> **ASSIGNMENT**
All the data below needs to be retyped exactly as shown.

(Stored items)
-------
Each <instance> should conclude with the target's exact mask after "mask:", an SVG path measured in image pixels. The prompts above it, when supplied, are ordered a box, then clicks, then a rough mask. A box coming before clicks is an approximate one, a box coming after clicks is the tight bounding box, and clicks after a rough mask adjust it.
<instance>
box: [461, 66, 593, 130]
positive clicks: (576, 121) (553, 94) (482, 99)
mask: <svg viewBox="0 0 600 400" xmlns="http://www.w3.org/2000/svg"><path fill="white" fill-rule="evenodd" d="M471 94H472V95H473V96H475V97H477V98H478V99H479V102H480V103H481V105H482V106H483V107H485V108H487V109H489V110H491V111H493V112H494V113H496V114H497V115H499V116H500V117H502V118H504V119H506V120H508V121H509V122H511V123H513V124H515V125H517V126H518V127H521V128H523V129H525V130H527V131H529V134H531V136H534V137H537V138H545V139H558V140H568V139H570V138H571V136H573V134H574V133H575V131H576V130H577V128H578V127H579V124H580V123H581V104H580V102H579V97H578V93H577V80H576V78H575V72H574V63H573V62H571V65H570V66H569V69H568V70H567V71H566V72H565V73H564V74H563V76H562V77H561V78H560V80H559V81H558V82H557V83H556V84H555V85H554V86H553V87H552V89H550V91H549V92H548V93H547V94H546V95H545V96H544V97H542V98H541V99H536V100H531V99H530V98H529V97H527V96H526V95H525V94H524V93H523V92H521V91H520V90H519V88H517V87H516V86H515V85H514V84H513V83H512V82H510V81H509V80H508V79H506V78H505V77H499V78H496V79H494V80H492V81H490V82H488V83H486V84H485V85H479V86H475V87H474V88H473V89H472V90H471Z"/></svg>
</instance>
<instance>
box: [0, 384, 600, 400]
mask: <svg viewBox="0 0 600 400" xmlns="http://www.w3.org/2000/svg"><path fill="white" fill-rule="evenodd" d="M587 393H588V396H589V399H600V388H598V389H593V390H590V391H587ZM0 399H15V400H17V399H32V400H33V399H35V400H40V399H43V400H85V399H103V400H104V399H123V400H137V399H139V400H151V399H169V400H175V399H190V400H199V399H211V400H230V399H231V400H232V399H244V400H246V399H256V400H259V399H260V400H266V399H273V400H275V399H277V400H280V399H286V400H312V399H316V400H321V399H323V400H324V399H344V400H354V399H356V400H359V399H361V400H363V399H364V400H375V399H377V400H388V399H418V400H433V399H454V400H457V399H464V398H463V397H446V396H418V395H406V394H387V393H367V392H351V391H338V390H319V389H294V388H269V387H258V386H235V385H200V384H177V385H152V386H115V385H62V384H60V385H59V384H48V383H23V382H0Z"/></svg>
-------
> **EXERCISE OUTPUT**
Each <instance> should conclude with the target's exact mask after "mask:", an SVG path measured in image pixels. The prompts above it, when supplied, are ordered a box, then clicks, then a rough mask. A box coming before clicks is an approximate one, a box coming after clicks is the tight bounding box, and clicks after a rough mask adjust it.
<instance>
box: [461, 66, 593, 130]
positive clicks: (576, 121) (553, 94) (482, 99)
mask: <svg viewBox="0 0 600 400" xmlns="http://www.w3.org/2000/svg"><path fill="white" fill-rule="evenodd" d="M471 94H472V95H473V96H475V97H477V98H478V99H479V102H480V103H481V105H482V106H483V107H485V108H487V109H489V110H491V111H493V112H494V113H496V114H497V115H499V116H500V117H502V118H504V119H506V120H508V121H509V122H511V123H513V124H515V125H517V126H518V127H521V128H523V129H525V130H527V131H529V134H531V136H534V137H537V138H545V139H558V140H568V139H570V138H571V136H573V134H574V133H575V131H576V130H577V128H578V127H579V124H580V123H581V104H580V102H579V97H578V93H577V80H576V78H575V72H574V63H573V62H571V65H570V66H569V69H568V70H567V71H566V72H565V73H564V74H563V76H562V77H561V78H560V80H559V81H558V82H557V83H556V84H555V85H554V86H553V87H552V89H550V91H549V92H548V93H547V94H546V95H545V96H544V97H542V98H541V99H536V100H531V99H530V98H529V97H527V96H526V95H525V94H524V93H523V92H521V91H520V90H519V88H517V87H516V86H515V85H514V84H513V83H512V82H510V81H509V80H508V79H506V78H505V77H499V78H496V79H494V80H492V81H490V82H488V83H486V84H485V85H479V86H475V87H474V88H473V89H472V90H471Z"/></svg>
</instance>
<instance>
box: [0, 384, 600, 400]
mask: <svg viewBox="0 0 600 400" xmlns="http://www.w3.org/2000/svg"><path fill="white" fill-rule="evenodd" d="M587 393H588V396H589V399H600V388H598V389H593V390H590V391H587ZM0 399H15V400H17V399H32V400H33V399H35V400H40V399H43V400H85V399H103V400H104V399H123V400H137V399H139V400H151V399H169V400H175V399H190V400H199V399H211V400H230V399H231V400H232V399H244V400H246V399H256V400H259V399H260V400H266V399H273V400H275V399H277V400H280V399H286V400H312V399H316V400H321V399H323V400H324V399H344V400H354V399H356V400H359V399H361V400H363V399H364V400H375V399H377V400H388V399H418V400H433V399H454V400H457V399H464V398H463V397H446V396H418V395H406V394H387V393H367V392H351V391H338V390H319V389H294V388H269V387H258V386H235V385H200V384H177V385H152V386H115V385H62V384H60V385H59V384H48V383H23V382H0Z"/></svg>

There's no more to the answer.